PAGE EXTRACT:
::::::

RECAP Tries to Kill PACER, But Will It Work?
August 31st, 2009 by NickRECAP attempts to subvert PACER fees
If you haven’t heard about RECAP, a Firefox extension used to subvert PACER fees, you’re missing out. In short, the extension runs in the background as you use PACER, and if the document you’re about to pay for is available for free elsewhere, RECAP points you to it instead; if the document isn’t available for free elsewhere, RECAP will upload the document to a database where others can download it for free after you pay for it. Using the extension is legal and usually consistent with PACER terms of use.
Many lawyers and librarians, annoyed at having to pay for documents that are not copyrightable, welcome the plugin, seeing it as the beginning or a new age where court documents are available freely and easily. But is RECAP really poised to do that?
The authenticity problem
If you use your imagination a bit and look at what’s happened with other technologies, RECAP, although well intentioned, may not end up achieving its goals unless the courts cooperate.
The problem stems from the fact that when you get a document from RECAP’s free database instead of PACER’s, you don’t know the document is authentic. Conceivably, you could download a document that’s adulterated in some way and you wouldn’t know it. The makers of RECAP admit this flaw and lament that it wouldn’t be an issue if the court would use digital signature technology. So, in the event you need to ensure your documents are authentic, they recommend you pay for PACER.
Online music downloading parallels
If you look at what’s happened to other technologies and you can see where this might lead. To use music downloading as an analogy (albeit an imperfect one because it’s illegal), one of the reasons people pay for music at iTunes instead of download it for free (besides legality) is because online sharing sites are rife with garbled and sometimes virus-laden tracks.
Would-be music downloaders waste time and endure frustration trying to download authentic tracks, and eventually decide it’s easier to just pay a buck for a guaranteed authentic version. Record companies know this, so they deliberately spread garbled tracks to make buying from them more attractive.

::::::

REQUIRED TASKS:
(a) List every software product or online service that the RECAP article mentions by name.
(b) Reproduce the passage of the RECAP article between "The authenticity problem" and "the courts cooperate.", inclusive, with no changes.

PROVIDED MATERIAL:

::::::

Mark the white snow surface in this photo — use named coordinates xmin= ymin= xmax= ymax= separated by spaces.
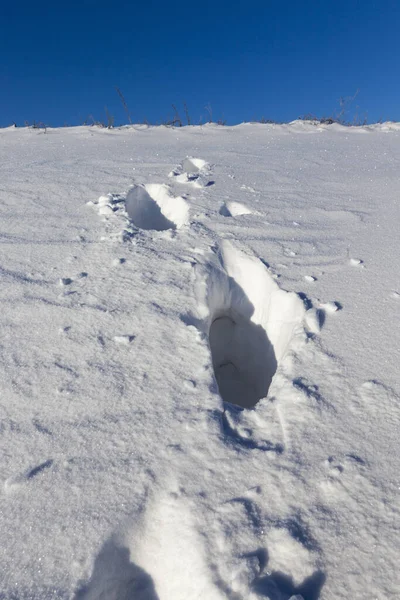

::::::

TASK SOLUTIONS:
(a) RECAP, PACER, Firefox, iTunes

(b)
The authenticity problem
If you use your imagination a bit and look at what’s happened with other technologies, RECAP, although well intentioned, may not end up achieving its goals unless the courts cooperate.